## Exercise goal:
Edit the stretch from the start of the records through the line containing "x=823, y=285" so that "purple jacket" becomes "violet jacket", and leave everything else unchanged.
━━━ Extracted information ━━━
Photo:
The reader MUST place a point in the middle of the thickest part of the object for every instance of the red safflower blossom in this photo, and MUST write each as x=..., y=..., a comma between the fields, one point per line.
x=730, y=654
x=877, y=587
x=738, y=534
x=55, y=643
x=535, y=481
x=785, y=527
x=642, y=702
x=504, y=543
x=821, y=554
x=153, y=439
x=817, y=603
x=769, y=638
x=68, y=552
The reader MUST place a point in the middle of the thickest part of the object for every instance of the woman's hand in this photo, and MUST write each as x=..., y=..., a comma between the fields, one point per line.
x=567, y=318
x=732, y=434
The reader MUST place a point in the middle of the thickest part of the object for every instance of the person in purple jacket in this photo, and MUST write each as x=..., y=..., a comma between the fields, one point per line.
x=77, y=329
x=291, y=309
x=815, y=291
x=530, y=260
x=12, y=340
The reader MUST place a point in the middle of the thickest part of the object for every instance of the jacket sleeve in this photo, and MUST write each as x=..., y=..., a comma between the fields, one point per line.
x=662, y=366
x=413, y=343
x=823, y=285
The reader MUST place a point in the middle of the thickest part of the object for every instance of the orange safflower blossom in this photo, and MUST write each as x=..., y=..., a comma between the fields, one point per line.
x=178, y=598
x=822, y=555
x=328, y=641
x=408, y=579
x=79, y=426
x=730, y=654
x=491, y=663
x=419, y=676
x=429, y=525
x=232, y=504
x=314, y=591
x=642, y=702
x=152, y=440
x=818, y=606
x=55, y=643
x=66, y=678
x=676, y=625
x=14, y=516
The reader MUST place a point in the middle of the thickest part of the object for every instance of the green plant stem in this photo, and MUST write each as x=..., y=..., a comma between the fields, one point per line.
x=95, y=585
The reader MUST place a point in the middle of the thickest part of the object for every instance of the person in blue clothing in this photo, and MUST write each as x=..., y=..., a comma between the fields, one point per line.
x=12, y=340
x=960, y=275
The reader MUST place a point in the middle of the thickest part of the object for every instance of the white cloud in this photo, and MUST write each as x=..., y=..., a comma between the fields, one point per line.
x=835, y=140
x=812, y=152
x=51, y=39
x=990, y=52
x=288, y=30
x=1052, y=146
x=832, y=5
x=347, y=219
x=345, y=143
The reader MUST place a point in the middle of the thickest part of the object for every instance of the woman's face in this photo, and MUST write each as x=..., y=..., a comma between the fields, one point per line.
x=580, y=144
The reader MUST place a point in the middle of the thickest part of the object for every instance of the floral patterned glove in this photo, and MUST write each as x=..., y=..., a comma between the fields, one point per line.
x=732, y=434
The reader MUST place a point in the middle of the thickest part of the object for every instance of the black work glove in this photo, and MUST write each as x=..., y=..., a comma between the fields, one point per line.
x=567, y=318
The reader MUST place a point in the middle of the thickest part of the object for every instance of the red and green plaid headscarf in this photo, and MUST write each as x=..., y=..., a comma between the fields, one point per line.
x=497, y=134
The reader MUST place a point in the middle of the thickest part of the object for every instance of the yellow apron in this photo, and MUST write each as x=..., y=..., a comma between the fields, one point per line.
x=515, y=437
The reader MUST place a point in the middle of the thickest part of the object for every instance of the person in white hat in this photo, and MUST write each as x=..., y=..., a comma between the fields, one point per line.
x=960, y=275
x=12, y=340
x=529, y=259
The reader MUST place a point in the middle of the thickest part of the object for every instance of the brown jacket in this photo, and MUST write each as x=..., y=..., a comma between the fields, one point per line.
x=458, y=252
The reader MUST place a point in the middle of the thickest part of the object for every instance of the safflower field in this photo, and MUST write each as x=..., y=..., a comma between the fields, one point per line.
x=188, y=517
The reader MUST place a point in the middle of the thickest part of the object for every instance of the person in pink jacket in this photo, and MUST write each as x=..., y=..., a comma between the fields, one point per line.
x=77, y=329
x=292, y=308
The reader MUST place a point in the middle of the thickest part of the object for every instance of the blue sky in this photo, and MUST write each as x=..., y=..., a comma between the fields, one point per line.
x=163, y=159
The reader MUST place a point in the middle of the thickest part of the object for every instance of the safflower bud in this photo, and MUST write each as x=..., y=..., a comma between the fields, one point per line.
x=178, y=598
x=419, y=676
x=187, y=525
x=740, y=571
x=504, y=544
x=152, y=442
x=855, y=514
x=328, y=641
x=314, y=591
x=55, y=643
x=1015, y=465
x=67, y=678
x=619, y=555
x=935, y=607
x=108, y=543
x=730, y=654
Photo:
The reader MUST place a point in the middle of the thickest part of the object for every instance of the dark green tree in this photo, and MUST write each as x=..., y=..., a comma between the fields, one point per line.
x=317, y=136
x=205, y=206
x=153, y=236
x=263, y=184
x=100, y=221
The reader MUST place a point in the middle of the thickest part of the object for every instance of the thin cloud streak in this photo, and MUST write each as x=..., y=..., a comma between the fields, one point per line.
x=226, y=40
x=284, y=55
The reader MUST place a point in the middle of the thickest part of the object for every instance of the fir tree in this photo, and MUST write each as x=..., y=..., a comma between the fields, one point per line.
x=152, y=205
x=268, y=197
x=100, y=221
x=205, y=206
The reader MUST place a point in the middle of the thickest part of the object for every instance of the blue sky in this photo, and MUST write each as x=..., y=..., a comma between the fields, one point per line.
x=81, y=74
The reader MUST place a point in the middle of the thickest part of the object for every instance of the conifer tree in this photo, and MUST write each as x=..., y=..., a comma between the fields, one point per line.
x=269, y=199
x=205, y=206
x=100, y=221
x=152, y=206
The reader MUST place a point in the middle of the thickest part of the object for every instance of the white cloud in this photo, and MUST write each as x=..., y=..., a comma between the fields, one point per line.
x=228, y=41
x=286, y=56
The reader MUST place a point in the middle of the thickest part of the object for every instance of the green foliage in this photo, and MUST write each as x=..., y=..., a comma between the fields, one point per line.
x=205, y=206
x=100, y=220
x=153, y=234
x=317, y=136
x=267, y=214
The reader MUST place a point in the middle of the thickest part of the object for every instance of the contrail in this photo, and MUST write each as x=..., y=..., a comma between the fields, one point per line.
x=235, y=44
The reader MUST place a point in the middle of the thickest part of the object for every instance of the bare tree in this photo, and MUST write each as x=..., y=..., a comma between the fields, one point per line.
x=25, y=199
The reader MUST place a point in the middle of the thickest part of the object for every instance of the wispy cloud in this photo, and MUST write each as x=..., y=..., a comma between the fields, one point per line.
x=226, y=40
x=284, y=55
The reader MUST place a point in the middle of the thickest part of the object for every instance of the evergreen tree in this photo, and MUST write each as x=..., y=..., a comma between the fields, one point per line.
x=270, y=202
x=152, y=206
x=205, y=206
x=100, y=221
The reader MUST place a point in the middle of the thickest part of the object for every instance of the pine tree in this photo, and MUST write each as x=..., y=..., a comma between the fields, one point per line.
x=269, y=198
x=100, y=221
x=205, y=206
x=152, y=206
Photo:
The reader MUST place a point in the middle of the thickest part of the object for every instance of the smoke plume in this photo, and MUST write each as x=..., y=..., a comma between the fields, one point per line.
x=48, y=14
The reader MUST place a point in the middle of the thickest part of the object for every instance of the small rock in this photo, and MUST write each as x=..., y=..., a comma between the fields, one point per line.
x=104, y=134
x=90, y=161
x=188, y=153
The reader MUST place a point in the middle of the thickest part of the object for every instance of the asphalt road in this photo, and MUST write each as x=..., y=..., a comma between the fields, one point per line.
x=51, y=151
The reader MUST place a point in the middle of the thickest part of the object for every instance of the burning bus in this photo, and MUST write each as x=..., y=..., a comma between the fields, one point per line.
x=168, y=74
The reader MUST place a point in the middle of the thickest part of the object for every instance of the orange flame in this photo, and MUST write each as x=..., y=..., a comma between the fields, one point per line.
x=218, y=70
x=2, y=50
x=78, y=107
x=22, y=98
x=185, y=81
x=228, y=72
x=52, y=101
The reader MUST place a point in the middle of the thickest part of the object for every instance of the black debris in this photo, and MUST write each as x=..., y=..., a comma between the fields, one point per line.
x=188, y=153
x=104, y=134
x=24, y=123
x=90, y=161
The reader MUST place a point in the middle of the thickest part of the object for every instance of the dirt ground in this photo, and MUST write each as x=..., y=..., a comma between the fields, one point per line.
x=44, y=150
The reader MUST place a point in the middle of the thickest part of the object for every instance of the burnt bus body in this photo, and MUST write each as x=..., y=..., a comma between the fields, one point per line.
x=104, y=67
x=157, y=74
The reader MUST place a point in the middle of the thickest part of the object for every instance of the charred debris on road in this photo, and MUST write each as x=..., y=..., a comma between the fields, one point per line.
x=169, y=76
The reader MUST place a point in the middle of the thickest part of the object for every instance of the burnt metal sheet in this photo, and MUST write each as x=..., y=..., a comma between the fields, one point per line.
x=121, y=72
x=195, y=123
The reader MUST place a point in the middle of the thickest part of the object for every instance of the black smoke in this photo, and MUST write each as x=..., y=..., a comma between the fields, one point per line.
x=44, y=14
━━━
## Task output:
Photo:
The reader MUST place a point in the middle of the thickest part of the object for every instance of the red safflower blossom in this photo, and MUST write each as x=..., y=..., a comma between the fields, one point per line.
x=730, y=654
x=877, y=587
x=738, y=534
x=55, y=643
x=535, y=481
x=785, y=527
x=642, y=702
x=504, y=543
x=821, y=554
x=153, y=439
x=817, y=603
x=769, y=638
x=68, y=552
The reader MUST place a point in the middle of the thickest part of the object for every instance of the woman's hand in this photo, and MUST write each as x=..., y=..., a comma between the fields, one point per line.
x=567, y=318
x=732, y=434
The reader MUST place a point in the middle of the thickest part of the object for every instance of the person in violet jacket in this photo, and MUST write each as x=..., y=..., a comma between the fields, one point per line.
x=77, y=329
x=291, y=309
x=815, y=291
x=530, y=260
x=12, y=340
The reader MUST place a point in the middle of the thickest part of the object for every instance of the jacket sleeve in this photo, and MUST write each as x=..., y=..., a comma between the fields, one point per line.
x=662, y=366
x=413, y=343
x=823, y=285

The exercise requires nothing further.